- DATASET EXTRACT -
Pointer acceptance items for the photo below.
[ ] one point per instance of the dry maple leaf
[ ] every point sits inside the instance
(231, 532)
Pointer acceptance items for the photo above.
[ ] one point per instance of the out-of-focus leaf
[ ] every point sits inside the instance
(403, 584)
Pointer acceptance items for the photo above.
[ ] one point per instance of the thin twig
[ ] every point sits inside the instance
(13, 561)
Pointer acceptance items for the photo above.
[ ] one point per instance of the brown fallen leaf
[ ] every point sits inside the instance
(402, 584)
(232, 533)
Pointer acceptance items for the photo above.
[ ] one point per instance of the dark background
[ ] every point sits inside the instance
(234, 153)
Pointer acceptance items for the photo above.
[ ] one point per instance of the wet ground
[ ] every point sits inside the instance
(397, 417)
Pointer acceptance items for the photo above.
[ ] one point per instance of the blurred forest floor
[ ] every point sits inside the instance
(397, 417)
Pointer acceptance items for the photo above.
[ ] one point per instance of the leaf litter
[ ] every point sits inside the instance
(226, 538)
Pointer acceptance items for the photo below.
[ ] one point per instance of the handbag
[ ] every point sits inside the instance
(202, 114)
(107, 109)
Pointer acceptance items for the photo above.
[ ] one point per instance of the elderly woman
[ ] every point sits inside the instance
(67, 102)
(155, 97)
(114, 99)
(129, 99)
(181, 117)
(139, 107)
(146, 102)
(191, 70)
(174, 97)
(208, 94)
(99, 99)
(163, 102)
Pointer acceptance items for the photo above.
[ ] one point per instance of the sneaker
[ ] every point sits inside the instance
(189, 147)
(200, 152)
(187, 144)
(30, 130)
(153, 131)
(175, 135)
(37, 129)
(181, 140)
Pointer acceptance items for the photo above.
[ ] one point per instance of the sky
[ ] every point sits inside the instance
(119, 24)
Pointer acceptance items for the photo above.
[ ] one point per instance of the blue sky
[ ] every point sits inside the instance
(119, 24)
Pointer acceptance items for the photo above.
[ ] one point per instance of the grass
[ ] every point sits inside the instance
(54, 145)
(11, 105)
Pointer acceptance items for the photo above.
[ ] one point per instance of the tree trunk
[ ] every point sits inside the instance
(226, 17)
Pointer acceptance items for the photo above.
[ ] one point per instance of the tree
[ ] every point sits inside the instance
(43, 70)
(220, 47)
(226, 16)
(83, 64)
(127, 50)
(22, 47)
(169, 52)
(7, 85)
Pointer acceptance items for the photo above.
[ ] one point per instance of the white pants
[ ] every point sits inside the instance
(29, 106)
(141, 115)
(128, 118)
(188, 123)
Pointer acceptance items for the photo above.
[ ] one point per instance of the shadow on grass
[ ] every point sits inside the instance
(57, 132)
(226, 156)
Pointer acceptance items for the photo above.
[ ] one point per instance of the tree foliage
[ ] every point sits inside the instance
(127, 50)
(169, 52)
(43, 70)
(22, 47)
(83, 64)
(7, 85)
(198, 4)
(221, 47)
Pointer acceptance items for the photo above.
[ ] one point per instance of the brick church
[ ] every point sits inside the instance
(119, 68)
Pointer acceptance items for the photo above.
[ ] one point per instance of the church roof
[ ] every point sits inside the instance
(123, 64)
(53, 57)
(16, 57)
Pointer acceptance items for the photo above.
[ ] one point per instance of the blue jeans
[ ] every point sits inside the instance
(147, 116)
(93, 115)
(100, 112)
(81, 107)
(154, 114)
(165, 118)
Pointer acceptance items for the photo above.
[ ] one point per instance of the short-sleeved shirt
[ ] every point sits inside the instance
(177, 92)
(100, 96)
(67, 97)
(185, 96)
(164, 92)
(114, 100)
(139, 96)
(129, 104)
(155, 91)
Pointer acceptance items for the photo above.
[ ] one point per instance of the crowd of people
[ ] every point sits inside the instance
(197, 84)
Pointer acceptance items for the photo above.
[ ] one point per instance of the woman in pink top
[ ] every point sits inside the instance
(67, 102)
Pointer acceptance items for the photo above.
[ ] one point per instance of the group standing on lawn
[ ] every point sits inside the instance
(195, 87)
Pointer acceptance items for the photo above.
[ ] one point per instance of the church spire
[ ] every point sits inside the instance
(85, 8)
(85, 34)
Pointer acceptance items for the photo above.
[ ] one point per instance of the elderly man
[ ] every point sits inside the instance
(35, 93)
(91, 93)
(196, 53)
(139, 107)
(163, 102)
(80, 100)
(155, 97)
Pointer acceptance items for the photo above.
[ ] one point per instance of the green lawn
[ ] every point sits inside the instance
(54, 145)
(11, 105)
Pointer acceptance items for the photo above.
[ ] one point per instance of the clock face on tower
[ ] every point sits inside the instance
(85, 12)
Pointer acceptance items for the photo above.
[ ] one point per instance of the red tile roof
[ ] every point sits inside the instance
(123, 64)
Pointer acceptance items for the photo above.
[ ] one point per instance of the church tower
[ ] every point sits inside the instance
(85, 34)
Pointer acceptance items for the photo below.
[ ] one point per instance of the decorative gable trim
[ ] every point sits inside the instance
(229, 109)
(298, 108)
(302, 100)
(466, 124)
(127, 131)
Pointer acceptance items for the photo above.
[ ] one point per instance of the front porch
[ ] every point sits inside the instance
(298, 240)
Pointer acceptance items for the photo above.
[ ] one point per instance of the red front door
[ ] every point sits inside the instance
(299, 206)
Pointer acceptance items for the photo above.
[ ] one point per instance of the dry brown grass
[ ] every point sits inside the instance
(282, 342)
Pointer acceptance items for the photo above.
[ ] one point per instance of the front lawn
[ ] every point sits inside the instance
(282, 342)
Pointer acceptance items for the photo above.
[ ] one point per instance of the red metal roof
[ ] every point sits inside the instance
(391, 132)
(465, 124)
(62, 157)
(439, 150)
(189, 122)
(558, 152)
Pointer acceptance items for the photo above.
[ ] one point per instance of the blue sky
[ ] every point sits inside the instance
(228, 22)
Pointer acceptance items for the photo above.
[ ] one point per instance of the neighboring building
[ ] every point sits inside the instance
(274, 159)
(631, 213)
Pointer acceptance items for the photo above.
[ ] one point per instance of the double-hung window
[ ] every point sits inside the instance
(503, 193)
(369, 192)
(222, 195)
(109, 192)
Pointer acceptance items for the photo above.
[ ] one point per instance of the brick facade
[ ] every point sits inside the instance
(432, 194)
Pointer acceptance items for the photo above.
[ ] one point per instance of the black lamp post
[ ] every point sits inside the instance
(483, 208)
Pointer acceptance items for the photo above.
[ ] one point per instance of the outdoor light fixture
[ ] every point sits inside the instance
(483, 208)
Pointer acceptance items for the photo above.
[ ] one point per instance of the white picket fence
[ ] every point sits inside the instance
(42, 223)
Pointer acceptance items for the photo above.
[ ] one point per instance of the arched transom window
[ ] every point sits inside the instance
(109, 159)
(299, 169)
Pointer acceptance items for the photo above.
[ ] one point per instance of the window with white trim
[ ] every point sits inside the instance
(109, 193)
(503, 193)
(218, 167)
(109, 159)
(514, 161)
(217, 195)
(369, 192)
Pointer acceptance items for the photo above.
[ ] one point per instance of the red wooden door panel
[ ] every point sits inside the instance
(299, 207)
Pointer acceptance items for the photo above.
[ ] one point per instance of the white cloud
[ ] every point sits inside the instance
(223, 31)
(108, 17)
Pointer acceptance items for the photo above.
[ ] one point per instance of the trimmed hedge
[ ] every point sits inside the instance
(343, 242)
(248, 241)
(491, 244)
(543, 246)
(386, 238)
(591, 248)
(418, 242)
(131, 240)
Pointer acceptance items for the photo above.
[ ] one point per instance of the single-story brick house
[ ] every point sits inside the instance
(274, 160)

- EXERCISE DESCRIPTION -
For each line of the entries that includes "tower", show that line.

- OUTPUT BELOW -
[ ] one point per instance of the clock face on tower
[ ] one point per instance of the church tower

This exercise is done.